▶ **TEXTO PARA LEER**:
▬▬▬▬▬▬▬▬▬▬

De su parte, el art. 10 de la Constitución vigente, determina que «las personas, comunidades, pueblos, nacionalidades y colectivos son titulares y gozarán de los derechos garantizados en la Constitución y en los instrumentos internacionales. La naturaleza será sujeto de aquellos derechos que le reconozca la Constitución».
En este sentido, la regulación actual es más específica en detallar a los titulares de los derechos, por cuanto, si bien inicialmente se establece de manera general a las “personas”, enseguida se puntualizan ciertos colectivos. Es importante señalar que el texto constitucional determina un conjunto de derechos colectivos, por lo que, para garantizar su pleno goce, corresponde reconocer su titularidad del modo que lo hace la Constitución. Al respecto, se puede afirmar que:
«No es nada obvio que los derechos humanos sólo puedan ser derechos atribuidos a personas o a sujetos individuales. Nada impide, en efecto, que también los grupos o sujetos colectivos puedan, en razón de determinados rasgos compartidos, tener pretensiones en torno a ciertos intereses o necesidades comunes (…)» (Pisarello & Aparicio, 2008, pág. 146).
De este modo, de manera similar a lo que ocurría en la norma fundamental de 1998, en la Constitución vigente existe una dualidad en cuanto a la titularidad de los derechos, puesto que, las personas y los colectivos, están habilitados para el ejercicio los derechos correspondientes.
Ahora bien, un aspecto que innegablemente es novedoso no sólo en el país sino a nivel mundial, es la titularidad de derechos de la naturaleza. Sobre su justificación jurídica, se han desarrollado varios trabajos académicos con puntos de vista de diversa índole1. Independientemente de aquellas posturas, basta con señalar que la nueva concepción que sitúa a la naturaleza como titular de derechos, se fundamenta en una visión distinta a la antropocéntrica, la que consideraba al ser humano como objeto único de protección jurídica, autónomo e independiente del medio que lo rodea; en esta misma línea, cierto sector de la doctrina ha dicho que:
«La determinación de la naturaleza como sujeto de derechos, por su parte, responde a la teoría ecocéntrica, la cual coloca al ambiente y a la naturaleza como el eje central de las cuestiones ambientales. Esta corriente […] establece que la especie humana es parte de la naturaleza y la vida depende del funcionamiento ininterrumpido de los sistemas naturales (…)» (Bedón, 2016, pág. 135).

▬▬▬▬▬▬▬▬▬▬

▶ **INFORMACIÓN PROPORCIONADA**:
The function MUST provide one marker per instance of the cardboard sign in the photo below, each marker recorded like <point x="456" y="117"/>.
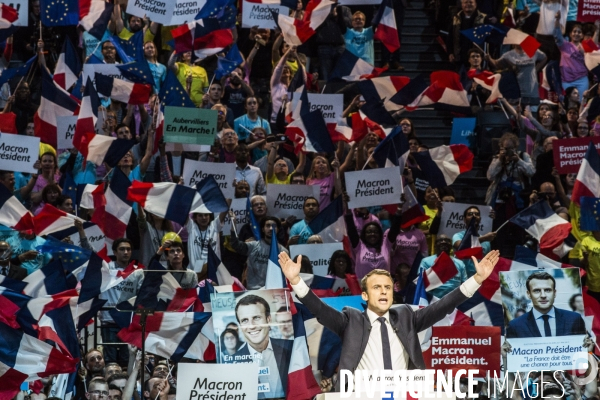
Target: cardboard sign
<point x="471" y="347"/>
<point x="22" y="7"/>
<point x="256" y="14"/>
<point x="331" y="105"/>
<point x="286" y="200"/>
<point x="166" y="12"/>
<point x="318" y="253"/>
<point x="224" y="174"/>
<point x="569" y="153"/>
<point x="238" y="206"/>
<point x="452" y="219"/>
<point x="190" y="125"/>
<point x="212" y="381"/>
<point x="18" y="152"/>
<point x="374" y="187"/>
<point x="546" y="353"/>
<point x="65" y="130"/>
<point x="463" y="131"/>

▬▬▬▬▬▬▬▬▬▬

▶ **QUÉ HARÁS**: Retoma el texto sobre la titularidad de los derechos en la Constitución desde el punto en que se detiene. Los datos no tienen relación con el texto.

▶ **RESPUESTA A CONTINUACIÓN**:
En tal virtud, como principio rector de todo el sistema constitucional de protección de derechos, se prevé una titularidad amplia y sin restricción, dado que el constituyente, acorde con los principales instrumentos internacionales de derechos humanos2, reconoció a todas las personas y colectivos el goce de los derechos; por otro lado, de manera novedosa, se establecieron derechos de titularidad de la naturaleza, lo cual, desde mi punto de vista, está destinado a proteger al medio ambiente y, por ende, a las personas como parte de éste.
IV.2. Exigibilidad de los derechos
Este es un aspecto fundamental para el ejercicio de los derechos, puesto que la exigibilidad garantiza su cabal cumplimiento, en caso de ser anulados o menoscabados. De este modo, a través de la interposición de mecanismos y herramientas que procuran su pleno ejercicio, este elemento impide que los derechos se conviertan en simples declaraciones ineficaces.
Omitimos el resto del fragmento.